§ **文書の抜粋**:
+ + + + +

この12年間は、病室で見ていた夢だったのか?

生きることに興味がなくなっても、精神的な恐怖感は消えない。
事故から12年の歳月が流れても、それだけはどうにもならない。いまだにふっと想像して身の毛のよだつ思いをすることがある。
その恐怖は、夜、眠りにつくときに襲ってくる。
明日の朝、目を開けて、そこがまだあの病室だったらどうしよう。
あの大怪我から奇跡的に回復したっていうのは単なる夢で、ふと目を覚ましたら、この12年の間、自分は病院で相変わらず点滴につながれたまま、ずっと植物状態で生きていたという可能性だってあるんじゃないか。これは病室で見ている、俺の夢なんじゃないか。
いまだに外に泊まった朝、目を覚ましたら、まったく見覚えのない部屋をみて、どうしようと思うことがある。これは、自分の部屋じゃない。どこなんだと、寝ぼけた頭で考えながら、恐怖とともに浮かんでくるのは、決まって、「ここは病室じゃないのか」という思い。
だけど、あの病室には、こんなカレンダーはかかっていなかった、あんな洒落たブラインドはかかってなかった、なんて考えているうちに、ようやく意識がはっきりして、昨夜のことを思い出す。そして、心の底からほっとする。
この恐怖感は、いまだに消えない。酒を飲んで、酔っぱらって、意識が朦朧としているときにも、そういう妄想に襲われる。

+ + + + +

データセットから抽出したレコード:
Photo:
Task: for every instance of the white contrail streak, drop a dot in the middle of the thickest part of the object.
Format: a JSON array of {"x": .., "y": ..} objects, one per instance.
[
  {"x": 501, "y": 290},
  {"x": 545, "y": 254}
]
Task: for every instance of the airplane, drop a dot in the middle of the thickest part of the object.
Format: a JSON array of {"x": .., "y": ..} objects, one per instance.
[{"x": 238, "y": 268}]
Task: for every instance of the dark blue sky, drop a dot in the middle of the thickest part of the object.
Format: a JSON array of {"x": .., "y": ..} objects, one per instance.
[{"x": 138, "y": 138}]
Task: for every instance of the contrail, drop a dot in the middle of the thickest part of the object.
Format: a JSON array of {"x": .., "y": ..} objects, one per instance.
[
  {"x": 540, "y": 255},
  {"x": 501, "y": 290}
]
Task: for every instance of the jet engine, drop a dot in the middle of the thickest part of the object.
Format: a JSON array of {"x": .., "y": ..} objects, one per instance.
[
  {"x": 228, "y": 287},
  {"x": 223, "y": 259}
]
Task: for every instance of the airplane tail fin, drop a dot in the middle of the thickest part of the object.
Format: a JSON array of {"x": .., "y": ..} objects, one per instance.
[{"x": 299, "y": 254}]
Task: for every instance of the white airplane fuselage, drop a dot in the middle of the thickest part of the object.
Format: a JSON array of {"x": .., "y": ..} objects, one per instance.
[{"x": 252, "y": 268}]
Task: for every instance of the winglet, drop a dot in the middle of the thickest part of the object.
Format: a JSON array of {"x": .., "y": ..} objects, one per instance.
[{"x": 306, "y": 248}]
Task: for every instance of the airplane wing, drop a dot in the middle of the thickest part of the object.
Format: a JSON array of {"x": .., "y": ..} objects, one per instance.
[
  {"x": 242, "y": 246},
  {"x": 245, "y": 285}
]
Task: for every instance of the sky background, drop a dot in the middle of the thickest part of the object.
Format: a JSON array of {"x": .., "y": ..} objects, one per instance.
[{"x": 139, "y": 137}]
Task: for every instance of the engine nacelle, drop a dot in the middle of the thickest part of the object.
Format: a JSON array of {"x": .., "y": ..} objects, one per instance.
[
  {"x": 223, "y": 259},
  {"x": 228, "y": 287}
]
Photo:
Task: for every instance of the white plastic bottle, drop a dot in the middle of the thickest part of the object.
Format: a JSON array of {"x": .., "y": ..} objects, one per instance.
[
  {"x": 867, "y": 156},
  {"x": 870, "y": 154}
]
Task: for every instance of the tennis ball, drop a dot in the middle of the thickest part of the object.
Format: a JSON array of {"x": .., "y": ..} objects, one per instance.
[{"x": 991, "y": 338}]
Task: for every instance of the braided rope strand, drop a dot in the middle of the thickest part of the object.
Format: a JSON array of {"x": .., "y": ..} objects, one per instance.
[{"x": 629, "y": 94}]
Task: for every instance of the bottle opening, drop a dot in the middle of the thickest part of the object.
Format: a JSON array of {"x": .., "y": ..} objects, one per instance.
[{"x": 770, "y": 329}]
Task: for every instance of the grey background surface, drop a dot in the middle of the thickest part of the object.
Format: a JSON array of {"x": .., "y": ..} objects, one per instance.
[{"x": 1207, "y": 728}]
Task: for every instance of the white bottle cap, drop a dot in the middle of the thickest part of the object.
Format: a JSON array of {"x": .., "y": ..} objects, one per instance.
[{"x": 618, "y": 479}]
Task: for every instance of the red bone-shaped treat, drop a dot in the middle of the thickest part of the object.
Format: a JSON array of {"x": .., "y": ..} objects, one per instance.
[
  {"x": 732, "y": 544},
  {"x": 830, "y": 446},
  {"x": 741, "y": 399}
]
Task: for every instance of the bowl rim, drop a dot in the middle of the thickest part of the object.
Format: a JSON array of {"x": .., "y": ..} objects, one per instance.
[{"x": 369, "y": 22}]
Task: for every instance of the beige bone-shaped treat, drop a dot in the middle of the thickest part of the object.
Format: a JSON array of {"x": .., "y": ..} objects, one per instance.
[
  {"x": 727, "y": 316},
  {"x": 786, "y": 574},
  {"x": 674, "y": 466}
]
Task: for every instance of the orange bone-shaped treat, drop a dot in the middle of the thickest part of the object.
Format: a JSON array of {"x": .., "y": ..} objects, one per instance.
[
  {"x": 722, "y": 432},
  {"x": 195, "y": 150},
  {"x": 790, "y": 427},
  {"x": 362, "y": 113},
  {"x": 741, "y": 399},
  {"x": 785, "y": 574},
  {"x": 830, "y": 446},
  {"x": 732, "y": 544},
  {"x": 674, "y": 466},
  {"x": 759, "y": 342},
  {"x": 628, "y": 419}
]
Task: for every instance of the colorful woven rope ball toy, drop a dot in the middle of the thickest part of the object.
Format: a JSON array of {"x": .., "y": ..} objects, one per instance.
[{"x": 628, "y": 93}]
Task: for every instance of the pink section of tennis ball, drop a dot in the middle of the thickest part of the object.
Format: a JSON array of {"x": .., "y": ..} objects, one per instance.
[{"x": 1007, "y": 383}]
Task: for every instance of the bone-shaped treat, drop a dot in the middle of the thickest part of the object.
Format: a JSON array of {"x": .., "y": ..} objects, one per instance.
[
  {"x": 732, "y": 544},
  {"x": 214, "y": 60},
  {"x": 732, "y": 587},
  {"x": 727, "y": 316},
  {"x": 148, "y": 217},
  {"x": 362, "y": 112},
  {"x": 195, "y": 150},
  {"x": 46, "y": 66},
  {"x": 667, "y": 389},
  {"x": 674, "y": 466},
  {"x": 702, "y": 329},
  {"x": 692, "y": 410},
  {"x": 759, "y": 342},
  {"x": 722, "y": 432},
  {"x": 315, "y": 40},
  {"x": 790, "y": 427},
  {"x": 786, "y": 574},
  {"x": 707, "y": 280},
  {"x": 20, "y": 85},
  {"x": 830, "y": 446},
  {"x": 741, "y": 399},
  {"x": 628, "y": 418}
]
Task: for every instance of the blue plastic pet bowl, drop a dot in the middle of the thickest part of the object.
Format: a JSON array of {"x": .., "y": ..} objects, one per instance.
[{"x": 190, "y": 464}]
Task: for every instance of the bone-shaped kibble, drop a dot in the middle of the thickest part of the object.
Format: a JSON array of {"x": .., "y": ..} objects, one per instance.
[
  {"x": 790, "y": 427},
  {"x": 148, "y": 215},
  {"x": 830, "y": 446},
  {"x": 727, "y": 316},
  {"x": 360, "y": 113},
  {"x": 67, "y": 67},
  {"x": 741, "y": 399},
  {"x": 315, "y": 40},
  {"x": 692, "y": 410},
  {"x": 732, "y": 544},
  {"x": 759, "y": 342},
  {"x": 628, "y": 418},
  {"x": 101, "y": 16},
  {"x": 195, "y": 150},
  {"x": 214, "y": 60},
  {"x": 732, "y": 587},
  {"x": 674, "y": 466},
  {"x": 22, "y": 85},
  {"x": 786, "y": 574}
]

+ + + + +

§ **情報の活用**:
1 - 事故後の恐怖を語った文章のうち、「その恐怖は、夜、眠りにつくときに襲ってくる。」を含む言葉で始まり「も、そういう妄想に襲われる。」で終わる部分を、「ブラインド」を「カーテン」に置き換えて書き直してください。
2 - 事故後の恐怖を語った文章では、その恐怖はいつ襲ってくると書かれていますか。
3 - 事故後の恐怖を語った文章を、最後の文の後から書き継いでください。

§ **項目別の回答**:
1 -
その恐怖は、夜、眠りにつくときに襲ってくる。
明日の朝、目を開けて、そこがまだあの病室だったらどうしよう。
あの大怪我から奇跡的に回復したっていうのは単なる夢で、ふと目を覚ましたら、この12年の間、自分は病院で相変わらず点滴につながれたまま、ずっと植物状態で生きていたという可能性だってあるんじゃないか。これは病室で見ている、俺の夢なんじゃないか。
いまだに外に泊まった朝、目を覚ましたら、まったく見覚えのない部屋をみて、どうしようと思うことがある。これは、自分の部屋じゃない。どこなんだと、寝ぼけた頭で考えながら、恐怖とともに浮かんでくるのは、決まって、「ここは病室じゃないのか」という思い。
だけど、あの病室には、こんなカレンダーはかかっていなかった、あんな洒落たカーテンはかかってなかった、なんて考えているうちに、ようやく意識がはっきりして、昨夜のことを思い出す。そして、心の底からほっとする。
この恐怖感は、いまだに消えない。酒を飲んで、酔っぱらって、意識が朦朧としているときにも、そういう妄想に襲われる。

2 - 夜、眠りにつくとき。

3 -
これはあの夜、バイクにまたがってから後の記憶が抜け落ちてしまったことと関係している気がする。つながりの悪い映画みたいに、何の脈絡もなく、目を開いたらベッドに縛りつけられていたという経験が、トラウマになっているのだ。心の傷なんて甘ったるいことは言いたくないが、このトラウマは死ぬまで消えないだろう。

事故の状況は具体的に何一つ憶えていないのだが、ときどきフラッシュバックの変な揺れた映像が浮かぶことがある。
たとえば、クルマに乗っているとき。「アブねえ、左から来るぞ」って思わず口走ると、運転手が不思議そうに「いや、なんにもないですよ」と答える。「あ、そうか。でも、何か今、見えなかったか?」って。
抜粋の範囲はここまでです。